▶ TASK DESCRIPTION
If a line holds the word "truck", copy it from the entries.

▶ Region pointing data
——————————
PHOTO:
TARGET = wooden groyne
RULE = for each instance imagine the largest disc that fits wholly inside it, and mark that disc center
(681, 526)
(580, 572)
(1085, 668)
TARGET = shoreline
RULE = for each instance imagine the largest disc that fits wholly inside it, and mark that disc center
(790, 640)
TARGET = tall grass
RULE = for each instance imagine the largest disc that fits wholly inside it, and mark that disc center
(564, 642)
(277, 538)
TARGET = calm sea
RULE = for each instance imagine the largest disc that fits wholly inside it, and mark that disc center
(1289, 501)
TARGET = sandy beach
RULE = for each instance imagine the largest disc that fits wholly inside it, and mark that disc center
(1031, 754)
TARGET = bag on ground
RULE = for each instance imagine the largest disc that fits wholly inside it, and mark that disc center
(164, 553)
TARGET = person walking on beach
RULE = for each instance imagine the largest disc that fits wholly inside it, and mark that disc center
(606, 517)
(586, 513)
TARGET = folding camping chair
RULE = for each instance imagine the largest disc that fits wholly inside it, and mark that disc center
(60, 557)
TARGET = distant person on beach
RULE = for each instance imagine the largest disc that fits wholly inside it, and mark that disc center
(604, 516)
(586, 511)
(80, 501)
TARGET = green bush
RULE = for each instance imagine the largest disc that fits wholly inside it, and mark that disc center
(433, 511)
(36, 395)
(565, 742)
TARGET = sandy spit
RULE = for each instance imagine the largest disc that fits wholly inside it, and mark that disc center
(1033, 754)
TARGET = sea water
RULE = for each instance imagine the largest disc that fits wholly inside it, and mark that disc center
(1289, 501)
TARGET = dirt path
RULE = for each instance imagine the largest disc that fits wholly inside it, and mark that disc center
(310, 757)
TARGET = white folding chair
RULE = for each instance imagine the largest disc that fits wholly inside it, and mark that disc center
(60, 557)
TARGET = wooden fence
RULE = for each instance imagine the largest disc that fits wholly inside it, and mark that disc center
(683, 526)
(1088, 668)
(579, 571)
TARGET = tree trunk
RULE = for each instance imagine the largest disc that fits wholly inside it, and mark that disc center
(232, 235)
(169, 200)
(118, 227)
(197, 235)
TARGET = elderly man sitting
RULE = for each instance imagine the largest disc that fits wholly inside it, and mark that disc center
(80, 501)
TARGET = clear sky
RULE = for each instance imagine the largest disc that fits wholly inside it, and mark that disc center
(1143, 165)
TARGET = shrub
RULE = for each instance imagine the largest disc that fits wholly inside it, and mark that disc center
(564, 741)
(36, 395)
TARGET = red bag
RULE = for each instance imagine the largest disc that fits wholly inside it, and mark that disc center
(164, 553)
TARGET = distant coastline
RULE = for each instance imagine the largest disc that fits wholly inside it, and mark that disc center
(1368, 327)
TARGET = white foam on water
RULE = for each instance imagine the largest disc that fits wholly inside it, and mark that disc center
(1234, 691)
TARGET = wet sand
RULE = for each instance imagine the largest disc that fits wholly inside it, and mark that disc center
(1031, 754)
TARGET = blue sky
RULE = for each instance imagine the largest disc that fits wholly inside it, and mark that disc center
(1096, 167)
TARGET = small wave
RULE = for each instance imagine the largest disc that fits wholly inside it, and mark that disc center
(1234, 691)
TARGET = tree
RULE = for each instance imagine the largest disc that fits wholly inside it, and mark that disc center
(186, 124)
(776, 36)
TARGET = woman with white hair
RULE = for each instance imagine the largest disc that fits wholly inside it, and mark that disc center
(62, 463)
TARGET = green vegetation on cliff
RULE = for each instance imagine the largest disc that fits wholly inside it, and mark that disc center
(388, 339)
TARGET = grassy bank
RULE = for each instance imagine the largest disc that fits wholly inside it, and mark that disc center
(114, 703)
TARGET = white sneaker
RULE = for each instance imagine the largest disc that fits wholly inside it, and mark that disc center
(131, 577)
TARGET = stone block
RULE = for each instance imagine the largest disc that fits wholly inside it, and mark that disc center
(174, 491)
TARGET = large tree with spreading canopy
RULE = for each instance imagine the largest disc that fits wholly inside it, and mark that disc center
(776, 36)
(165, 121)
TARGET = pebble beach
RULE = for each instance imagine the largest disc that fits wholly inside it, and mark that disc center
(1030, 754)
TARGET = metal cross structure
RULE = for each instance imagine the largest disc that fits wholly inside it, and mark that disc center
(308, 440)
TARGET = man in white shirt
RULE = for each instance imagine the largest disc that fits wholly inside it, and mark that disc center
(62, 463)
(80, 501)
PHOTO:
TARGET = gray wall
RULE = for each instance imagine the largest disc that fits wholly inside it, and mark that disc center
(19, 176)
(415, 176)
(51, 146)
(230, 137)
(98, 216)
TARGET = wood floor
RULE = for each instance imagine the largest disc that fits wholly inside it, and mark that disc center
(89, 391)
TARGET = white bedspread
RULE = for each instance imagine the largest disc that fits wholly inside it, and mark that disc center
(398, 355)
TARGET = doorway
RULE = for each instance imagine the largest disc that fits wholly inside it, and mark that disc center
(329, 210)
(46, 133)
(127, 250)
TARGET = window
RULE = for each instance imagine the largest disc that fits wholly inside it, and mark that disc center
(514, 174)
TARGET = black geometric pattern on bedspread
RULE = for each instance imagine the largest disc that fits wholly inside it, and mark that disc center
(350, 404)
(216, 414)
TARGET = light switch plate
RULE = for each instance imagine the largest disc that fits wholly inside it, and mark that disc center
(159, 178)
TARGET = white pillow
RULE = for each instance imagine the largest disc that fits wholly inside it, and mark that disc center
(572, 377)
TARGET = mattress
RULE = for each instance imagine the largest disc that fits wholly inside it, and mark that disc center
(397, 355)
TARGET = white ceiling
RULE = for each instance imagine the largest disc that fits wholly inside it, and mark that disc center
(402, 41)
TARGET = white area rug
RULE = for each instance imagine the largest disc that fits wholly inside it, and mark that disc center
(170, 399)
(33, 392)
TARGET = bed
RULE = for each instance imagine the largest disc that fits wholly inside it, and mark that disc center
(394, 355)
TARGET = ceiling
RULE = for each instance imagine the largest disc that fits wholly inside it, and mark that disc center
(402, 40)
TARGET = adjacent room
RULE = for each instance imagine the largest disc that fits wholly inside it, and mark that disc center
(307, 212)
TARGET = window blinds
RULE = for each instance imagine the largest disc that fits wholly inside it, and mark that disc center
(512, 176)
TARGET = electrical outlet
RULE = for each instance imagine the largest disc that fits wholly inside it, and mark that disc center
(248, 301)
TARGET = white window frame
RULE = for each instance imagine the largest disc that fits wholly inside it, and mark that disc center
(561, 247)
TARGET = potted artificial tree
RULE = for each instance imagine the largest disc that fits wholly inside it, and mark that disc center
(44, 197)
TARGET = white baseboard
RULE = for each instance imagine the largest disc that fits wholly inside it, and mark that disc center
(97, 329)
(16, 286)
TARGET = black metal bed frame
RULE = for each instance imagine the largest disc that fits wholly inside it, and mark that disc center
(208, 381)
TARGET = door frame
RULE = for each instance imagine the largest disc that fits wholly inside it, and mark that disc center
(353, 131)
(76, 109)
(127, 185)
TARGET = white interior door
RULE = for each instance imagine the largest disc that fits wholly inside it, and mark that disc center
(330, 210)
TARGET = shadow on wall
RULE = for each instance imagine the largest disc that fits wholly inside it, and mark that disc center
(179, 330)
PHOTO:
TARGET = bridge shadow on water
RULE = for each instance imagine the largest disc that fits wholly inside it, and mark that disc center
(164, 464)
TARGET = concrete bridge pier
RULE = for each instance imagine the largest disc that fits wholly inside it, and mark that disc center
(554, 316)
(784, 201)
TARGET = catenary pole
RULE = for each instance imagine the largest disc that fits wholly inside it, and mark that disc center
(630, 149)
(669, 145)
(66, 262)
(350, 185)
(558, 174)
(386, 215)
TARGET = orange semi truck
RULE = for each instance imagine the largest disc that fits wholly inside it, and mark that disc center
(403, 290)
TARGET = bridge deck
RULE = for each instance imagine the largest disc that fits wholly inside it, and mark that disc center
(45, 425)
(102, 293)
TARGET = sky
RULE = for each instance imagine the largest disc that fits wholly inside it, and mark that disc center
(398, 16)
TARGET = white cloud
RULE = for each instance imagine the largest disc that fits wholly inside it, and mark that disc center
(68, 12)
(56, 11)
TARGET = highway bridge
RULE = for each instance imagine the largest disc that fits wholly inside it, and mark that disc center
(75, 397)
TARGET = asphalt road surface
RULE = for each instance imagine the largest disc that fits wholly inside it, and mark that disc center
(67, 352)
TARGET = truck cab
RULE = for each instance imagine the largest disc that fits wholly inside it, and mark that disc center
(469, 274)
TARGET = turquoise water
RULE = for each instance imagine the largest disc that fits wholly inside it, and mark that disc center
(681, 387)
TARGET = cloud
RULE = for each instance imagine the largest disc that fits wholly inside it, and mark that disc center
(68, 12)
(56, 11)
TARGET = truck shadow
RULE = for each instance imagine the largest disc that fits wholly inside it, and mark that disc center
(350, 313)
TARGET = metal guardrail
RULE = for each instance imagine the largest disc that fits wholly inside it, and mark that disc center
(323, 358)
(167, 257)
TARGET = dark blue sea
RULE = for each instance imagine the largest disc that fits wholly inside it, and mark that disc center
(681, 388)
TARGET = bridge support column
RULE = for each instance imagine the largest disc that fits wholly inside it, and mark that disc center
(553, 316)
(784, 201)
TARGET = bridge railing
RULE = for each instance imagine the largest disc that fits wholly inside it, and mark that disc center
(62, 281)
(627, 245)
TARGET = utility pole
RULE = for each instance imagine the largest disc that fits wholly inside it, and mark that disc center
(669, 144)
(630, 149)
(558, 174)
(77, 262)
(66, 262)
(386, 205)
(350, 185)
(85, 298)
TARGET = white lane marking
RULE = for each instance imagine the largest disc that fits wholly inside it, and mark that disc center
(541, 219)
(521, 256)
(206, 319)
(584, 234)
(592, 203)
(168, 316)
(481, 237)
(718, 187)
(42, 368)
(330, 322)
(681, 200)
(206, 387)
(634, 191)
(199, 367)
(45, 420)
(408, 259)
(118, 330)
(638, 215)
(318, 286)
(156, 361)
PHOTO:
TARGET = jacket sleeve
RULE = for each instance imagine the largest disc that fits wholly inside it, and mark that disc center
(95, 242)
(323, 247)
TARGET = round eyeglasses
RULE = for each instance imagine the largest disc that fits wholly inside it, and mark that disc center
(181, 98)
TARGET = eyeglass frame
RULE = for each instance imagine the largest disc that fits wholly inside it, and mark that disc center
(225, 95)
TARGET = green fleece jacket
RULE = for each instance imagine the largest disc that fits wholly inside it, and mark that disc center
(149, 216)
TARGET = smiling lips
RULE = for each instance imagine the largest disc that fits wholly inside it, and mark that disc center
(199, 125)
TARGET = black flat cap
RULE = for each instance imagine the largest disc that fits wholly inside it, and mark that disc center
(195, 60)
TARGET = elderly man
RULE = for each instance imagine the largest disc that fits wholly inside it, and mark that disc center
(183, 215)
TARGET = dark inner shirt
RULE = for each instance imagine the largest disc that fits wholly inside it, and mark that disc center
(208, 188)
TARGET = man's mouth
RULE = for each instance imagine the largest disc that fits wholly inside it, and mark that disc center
——————————
▶ ANSWER AREA
TARGET = orange semi truck
TARGET = truck cab
TARGET = truck shadow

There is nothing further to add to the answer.